■ **Task to carry out**
Which lines of the records contain the word "left"? Report each of them in full.

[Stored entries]
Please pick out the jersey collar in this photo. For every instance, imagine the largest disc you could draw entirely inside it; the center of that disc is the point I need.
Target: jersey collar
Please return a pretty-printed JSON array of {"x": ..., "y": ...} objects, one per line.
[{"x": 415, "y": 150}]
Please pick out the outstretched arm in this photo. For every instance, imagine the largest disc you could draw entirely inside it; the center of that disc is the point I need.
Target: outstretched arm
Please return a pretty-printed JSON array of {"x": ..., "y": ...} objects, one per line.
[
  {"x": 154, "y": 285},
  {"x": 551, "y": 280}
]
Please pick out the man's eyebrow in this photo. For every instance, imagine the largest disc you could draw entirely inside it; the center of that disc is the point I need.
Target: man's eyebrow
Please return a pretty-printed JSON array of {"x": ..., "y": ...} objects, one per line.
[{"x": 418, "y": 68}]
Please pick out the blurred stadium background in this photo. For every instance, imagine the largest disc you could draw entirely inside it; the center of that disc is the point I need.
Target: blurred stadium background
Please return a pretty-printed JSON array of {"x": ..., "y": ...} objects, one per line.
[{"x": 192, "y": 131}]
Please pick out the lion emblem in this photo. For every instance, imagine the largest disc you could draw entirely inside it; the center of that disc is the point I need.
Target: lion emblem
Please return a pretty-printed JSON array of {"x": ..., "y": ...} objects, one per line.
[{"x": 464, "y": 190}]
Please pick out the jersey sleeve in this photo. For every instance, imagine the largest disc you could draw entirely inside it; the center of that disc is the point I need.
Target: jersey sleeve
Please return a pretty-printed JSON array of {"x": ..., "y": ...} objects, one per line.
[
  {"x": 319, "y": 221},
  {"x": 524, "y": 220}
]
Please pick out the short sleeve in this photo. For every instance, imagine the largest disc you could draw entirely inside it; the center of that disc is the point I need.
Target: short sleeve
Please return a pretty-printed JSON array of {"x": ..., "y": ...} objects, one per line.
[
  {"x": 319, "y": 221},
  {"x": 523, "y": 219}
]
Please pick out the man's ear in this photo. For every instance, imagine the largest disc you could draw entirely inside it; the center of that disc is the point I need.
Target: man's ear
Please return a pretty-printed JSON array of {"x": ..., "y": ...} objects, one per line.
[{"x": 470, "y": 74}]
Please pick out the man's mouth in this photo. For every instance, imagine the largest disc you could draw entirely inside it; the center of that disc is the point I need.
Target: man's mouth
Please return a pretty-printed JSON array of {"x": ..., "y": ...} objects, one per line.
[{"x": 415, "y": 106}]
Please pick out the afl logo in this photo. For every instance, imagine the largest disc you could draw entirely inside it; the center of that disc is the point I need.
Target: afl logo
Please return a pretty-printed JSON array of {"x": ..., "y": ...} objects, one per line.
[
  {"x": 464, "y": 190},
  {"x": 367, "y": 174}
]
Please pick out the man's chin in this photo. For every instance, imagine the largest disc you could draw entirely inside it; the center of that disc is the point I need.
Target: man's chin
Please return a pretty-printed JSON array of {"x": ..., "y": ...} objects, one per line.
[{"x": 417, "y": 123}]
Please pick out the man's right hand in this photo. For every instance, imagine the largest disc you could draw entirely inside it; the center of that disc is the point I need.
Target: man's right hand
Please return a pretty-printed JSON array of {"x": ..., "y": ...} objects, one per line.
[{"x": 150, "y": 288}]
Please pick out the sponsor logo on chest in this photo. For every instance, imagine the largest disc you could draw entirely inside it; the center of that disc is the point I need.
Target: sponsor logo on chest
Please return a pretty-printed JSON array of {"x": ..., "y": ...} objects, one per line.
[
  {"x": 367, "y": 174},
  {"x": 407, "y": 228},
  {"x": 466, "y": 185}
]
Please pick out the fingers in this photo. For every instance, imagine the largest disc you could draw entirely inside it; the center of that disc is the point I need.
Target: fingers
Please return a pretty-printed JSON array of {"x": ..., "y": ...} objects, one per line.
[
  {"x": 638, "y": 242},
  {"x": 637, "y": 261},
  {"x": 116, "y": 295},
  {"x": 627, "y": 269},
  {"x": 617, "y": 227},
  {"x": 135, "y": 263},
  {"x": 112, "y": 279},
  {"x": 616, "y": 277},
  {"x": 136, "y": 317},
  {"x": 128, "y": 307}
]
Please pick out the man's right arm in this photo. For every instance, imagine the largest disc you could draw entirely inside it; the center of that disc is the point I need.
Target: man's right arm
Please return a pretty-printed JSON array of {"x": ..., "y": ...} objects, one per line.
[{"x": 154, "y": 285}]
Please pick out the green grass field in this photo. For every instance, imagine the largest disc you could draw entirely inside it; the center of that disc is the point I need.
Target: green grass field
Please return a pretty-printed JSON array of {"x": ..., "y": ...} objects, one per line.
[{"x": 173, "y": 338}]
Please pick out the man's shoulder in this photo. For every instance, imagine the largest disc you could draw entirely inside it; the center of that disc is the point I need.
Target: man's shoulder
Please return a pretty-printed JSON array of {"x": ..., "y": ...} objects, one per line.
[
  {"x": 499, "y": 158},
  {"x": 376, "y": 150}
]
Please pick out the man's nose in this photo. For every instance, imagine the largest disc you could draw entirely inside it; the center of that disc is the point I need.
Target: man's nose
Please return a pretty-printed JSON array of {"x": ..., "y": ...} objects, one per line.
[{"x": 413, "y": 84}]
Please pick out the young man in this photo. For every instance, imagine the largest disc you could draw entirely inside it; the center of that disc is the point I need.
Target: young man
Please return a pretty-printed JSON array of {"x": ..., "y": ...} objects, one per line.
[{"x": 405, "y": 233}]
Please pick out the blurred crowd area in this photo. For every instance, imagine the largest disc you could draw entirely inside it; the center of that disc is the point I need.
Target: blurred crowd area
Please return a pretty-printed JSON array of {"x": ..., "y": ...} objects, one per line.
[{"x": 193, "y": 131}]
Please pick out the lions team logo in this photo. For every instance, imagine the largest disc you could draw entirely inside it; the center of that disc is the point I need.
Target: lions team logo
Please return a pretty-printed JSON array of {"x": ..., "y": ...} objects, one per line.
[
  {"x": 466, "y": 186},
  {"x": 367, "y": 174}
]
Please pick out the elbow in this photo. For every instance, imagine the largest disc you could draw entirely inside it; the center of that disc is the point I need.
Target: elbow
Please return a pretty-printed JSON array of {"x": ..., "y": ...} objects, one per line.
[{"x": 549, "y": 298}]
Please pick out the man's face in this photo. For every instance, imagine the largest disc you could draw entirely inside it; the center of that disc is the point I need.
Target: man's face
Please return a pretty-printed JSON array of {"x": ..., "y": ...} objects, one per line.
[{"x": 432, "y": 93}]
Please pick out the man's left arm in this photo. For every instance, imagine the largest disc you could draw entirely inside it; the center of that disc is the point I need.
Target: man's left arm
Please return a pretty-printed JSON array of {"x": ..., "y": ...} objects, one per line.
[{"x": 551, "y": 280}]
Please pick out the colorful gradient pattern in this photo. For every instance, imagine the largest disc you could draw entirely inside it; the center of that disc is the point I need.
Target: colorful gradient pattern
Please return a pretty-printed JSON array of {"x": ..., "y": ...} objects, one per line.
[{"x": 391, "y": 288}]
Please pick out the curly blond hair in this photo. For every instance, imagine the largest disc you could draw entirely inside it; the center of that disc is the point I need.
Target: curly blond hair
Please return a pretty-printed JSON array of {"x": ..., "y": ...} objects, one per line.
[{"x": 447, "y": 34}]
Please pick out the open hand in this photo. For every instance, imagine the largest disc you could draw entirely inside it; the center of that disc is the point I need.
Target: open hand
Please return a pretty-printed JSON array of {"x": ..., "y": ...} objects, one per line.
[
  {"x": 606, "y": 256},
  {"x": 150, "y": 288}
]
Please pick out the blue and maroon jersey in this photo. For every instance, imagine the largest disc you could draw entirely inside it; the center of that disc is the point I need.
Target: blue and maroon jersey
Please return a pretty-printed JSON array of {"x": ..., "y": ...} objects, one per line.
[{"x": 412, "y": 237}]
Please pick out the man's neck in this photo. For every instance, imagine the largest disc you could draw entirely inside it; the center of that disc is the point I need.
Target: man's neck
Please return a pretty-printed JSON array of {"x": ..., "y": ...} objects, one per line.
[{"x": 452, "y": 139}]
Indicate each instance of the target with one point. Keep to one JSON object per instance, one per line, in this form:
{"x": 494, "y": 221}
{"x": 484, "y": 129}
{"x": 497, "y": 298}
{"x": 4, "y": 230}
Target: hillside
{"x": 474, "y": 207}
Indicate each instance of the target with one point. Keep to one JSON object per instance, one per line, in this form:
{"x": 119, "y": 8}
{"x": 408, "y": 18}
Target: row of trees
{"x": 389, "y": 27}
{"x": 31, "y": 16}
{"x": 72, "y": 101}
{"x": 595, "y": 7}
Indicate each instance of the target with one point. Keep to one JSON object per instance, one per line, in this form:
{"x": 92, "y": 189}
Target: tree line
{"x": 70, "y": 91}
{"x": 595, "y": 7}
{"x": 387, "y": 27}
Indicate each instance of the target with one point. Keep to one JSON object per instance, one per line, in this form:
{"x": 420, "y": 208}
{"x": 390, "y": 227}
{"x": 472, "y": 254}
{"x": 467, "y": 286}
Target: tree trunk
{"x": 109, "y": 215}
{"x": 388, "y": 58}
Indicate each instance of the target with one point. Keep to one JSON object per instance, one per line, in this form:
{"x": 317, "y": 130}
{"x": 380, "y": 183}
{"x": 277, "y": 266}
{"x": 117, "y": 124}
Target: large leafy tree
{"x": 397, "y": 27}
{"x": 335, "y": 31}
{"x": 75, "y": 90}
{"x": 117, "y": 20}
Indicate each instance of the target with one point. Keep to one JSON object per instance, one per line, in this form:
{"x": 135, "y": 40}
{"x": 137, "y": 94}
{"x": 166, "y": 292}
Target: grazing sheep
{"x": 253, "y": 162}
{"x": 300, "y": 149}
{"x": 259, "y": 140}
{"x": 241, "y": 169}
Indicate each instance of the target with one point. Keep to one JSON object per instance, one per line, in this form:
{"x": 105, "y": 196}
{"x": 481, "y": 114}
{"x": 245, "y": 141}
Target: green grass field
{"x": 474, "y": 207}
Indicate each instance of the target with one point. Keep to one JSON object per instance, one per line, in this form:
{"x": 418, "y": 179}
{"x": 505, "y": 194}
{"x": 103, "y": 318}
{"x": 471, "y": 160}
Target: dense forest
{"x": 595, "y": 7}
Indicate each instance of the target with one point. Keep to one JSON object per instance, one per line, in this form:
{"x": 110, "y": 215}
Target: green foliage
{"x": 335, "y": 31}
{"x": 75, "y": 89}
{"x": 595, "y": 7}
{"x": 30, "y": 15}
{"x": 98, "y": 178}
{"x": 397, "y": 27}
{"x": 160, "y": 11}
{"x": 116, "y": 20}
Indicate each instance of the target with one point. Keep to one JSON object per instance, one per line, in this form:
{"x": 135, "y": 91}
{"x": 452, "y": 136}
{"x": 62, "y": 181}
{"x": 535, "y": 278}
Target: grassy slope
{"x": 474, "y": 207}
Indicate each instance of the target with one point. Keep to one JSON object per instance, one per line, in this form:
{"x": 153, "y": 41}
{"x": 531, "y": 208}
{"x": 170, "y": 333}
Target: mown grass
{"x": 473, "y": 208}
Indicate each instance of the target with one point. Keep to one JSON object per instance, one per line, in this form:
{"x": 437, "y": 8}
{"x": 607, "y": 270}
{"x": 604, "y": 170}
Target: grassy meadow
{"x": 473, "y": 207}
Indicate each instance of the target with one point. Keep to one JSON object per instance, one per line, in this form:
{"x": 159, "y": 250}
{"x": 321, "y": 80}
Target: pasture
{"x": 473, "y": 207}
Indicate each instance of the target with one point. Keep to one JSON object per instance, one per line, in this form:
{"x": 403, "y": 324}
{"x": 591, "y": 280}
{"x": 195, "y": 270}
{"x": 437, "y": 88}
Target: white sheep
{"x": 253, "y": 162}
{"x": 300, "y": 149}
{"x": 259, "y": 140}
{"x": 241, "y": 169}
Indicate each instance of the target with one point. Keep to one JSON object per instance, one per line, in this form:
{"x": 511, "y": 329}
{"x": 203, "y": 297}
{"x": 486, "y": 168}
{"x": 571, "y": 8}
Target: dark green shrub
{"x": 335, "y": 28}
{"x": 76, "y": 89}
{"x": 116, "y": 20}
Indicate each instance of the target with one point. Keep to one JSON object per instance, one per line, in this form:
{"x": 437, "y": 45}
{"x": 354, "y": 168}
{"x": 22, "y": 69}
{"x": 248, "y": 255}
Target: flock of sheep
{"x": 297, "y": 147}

■ **Solution**
Please pick out the man's left arm in this photo. For every instance, imagine the largest disc you could draw entirely inside it; the center of that disc is the point I need.
Target: man's left arm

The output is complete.